### SOURCE TEXT
■ ■ ■

This PSEB 10th Class Science Notes Chapter 6 Life Processes will help you in revision during exams.

PSEB 10th Class Science Notes Chapter 6 Life Processes

→ Visible movement is not the only defining characteristic of life.

→ Plants do not show locomotory movements, but movements occur at the molecular level.

→ Viruses are living only inside living organisms.

→ Every living organism takes food, derives energy, passes out waste material, and responds to changes within the body and environment. All these activities are collectively termed life processes.

→ These life processes are required for the maintenance of life.

→ The body needs energy which is obtained from the food that the organism eats.

→ The source of energy is called food. So there must be a process to transfer a source of energy (food) from outside to inside the body of an organism. This process is commonly called nutrition.

→ Since life on earth depends on carbon-based molecules, most of these food sources are also carbon-based.

→ Oxidizing-reducing reactions are some of the most common chemical means to break-down large molecules.

→ The process of acquiring oxygen from outside the body and using it in the process of breakdown of food sources for cellular needs is called respiration.

→ In the case of a single-celled organism, there are no specific organs for taking in food, exchange of gases, or removal of wastes because the entire surface of the organism is in contact with the environment.

→ In multicellular organisms, various body parts are specialized for the functions they perform.

→ The uptake of food and of oxygen will also be the function of specialized tissues.

→ We need energy every time for our life activities.

→ The general requirement for energy and materials is common in all organisms, but it is fulfilled in different ways.

→ The heterotrophs’ survival depends directly or indirectly on autotrophs. Heterotrophic organisms include animals and fungi.

→ The carbon and energy requirements of the autotrophic organism are fulfilled by photosynthesis.

→ Photosynthesis is the process by which autotrophs take in substances from the outside and convert them into stored forms of energy.

■ ■ ■

### INPUT DATA
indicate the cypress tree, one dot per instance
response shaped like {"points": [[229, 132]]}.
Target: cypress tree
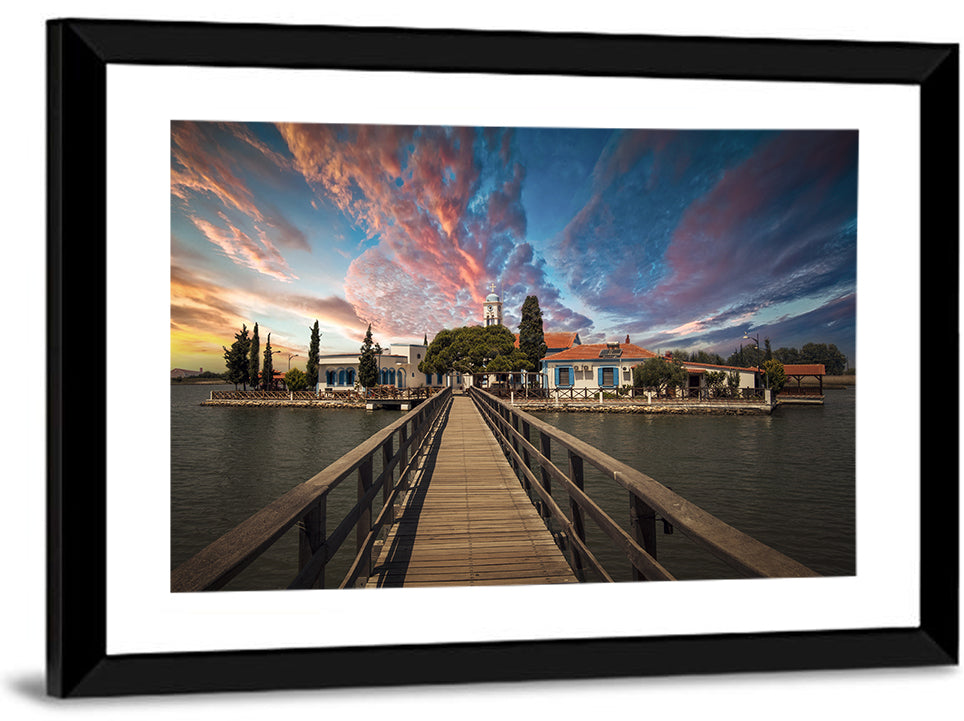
{"points": [[368, 361], [267, 370], [532, 340], [254, 356], [311, 365], [236, 358]]}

■ ■ ■

Could you return the full text of the Life Processes notes, word for word? Rely only on the text about life processes.

This PSEB 10th Class Science Notes Chapter 6 Life Processes will help you in revision during exams.

PSEB 10th Class Science Notes Chapter 6 Life Processes

→ Visible movement is not the only defining characteristic of life.

→ Plants do not show locomotory movements, but movements occur at the molecular level.

→ Viruses are living only inside living organisms.

→ Every living organism takes food, derives energy, passes out waste material, and responds to changes within the body and environment. All these activities are collectively termed life processes.

→ These life processes are required for the maintenance of life.

→ The body needs energy which is obtained from the food that the organism eats.

→ The source of energy is called food. So there must be a process to transfer a source of energy (food) from outside to inside the body of an organism. This process is commonly called nutrition.

→ Since life on earth depends on carbon-based molecules, most of these food sources are also carbon-based.

→ Oxidizing-reducing reactions are some of the most common chemical means to break-down large molecules.

→ The process of acquiring oxygen from outside the body and using it in the process of breakdown of food sources for cellular needs is called respiration.

→ In the case of a single-celled organism, there are no specific organs for taking in food, exchange of gases, or removal of wastes because the entire surface of the organism is in contact with the environment.

→ In multicellular organisms, various body parts are specialized for the functions they perform.

→ The uptake of food and of oxygen will also be the function of specialized tissues.

→ We need energy every time for our life activities.

→ The general requirement for energy and materials is common in all organisms, but it is fulfilled in different ways.

→ The heterotrophs’ survival depends directly or indirectly on autotrophs. Heterotrophic organisms include animals and fungi.

→ The carbon and energy requirements of the autotrophic organism are fulfilled by photosynthesis.

→ Photosynthesis is the process by which autotrophs take in substances from the outside and convert them into stored forms of energy.